## Exercise goal
Isolate every line in the data with the string "negative" and copy it.

═══ Data provided ═══

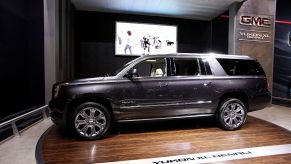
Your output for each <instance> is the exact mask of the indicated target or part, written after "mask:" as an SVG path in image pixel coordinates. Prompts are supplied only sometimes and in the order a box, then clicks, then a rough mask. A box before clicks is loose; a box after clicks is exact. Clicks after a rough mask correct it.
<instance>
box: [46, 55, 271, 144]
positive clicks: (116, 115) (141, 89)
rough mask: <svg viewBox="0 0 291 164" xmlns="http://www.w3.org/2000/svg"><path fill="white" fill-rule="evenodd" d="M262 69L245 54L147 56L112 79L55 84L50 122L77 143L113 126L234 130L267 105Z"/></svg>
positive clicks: (100, 133)
mask: <svg viewBox="0 0 291 164" xmlns="http://www.w3.org/2000/svg"><path fill="white" fill-rule="evenodd" d="M270 98H271V96H270V92H269V91H268V82H267V78H266V75H265V73H264V70H263V69H262V67H261V66H260V64H259V63H258V62H257V61H256V60H255V59H253V58H251V57H248V56H237V55H206V54H167V55H146V56H142V57H139V58H137V59H135V60H133V61H131V62H129V63H127V64H125V65H124V66H123V67H122V68H120V69H119V71H117V72H116V74H115V75H114V76H109V77H97V78H88V79H80V80H74V81H69V82H59V83H56V84H54V86H53V91H52V100H51V101H50V103H49V107H50V109H51V118H52V120H53V122H54V123H55V124H57V125H59V126H60V127H64V128H66V129H68V130H70V131H71V132H73V134H75V135H76V136H77V137H79V138H81V139H87V140H92V139H99V138H101V137H103V136H105V135H106V133H107V132H108V131H109V129H110V127H111V126H112V124H113V122H117V123H118V122H129V121H147V120H160V119H183V118H195V117H215V118H216V121H217V123H218V125H219V126H220V127H221V128H222V129H225V130H237V129H239V128H241V127H242V125H243V124H244V123H245V121H246V118H247V112H251V111H254V110H259V109H262V108H264V107H266V106H267V105H268V104H269V102H270Z"/></svg>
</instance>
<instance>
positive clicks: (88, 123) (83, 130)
mask: <svg viewBox="0 0 291 164" xmlns="http://www.w3.org/2000/svg"><path fill="white" fill-rule="evenodd" d="M110 126H111V116H110V114H109V112H108V109H107V108H106V107H105V106H103V105H102V104H99V103H95V102H86V103H83V104H81V105H79V106H77V107H76V108H75V110H74V111H73V112H72V114H71V117H70V127H71V128H70V129H71V130H72V132H73V134H74V135H76V136H77V137H78V138H80V139H83V140H96V139H100V138H102V137H104V136H105V135H106V134H107V133H108V131H109V129H110Z"/></svg>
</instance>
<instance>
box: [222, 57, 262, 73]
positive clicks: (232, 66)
mask: <svg viewBox="0 0 291 164" xmlns="http://www.w3.org/2000/svg"><path fill="white" fill-rule="evenodd" d="M217 61H218V62H219V63H220V65H221V66H222V67H223V69H224V71H225V72H226V73H227V74H228V75H231V76H249V75H252V76H254V75H255V76H266V75H265V72H264V70H263V69H262V67H261V65H260V64H259V63H258V62H257V61H255V60H241V59H217Z"/></svg>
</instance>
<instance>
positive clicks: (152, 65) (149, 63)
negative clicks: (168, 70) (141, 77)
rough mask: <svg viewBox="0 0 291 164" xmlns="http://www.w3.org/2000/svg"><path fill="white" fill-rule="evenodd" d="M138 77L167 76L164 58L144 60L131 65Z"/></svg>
mask: <svg viewBox="0 0 291 164" xmlns="http://www.w3.org/2000/svg"><path fill="white" fill-rule="evenodd" d="M133 69H136V72H137V73H138V75H139V77H164V76H167V71H166V70H167V69H166V62H165V59H164V58H154V59H147V60H144V61H142V62H140V63H138V64H137V65H135V66H134V67H133Z"/></svg>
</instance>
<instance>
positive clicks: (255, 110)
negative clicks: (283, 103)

═══

## Response to the exercise
negative clicks: (168, 70) (141, 77)
negative clicks: (283, 103)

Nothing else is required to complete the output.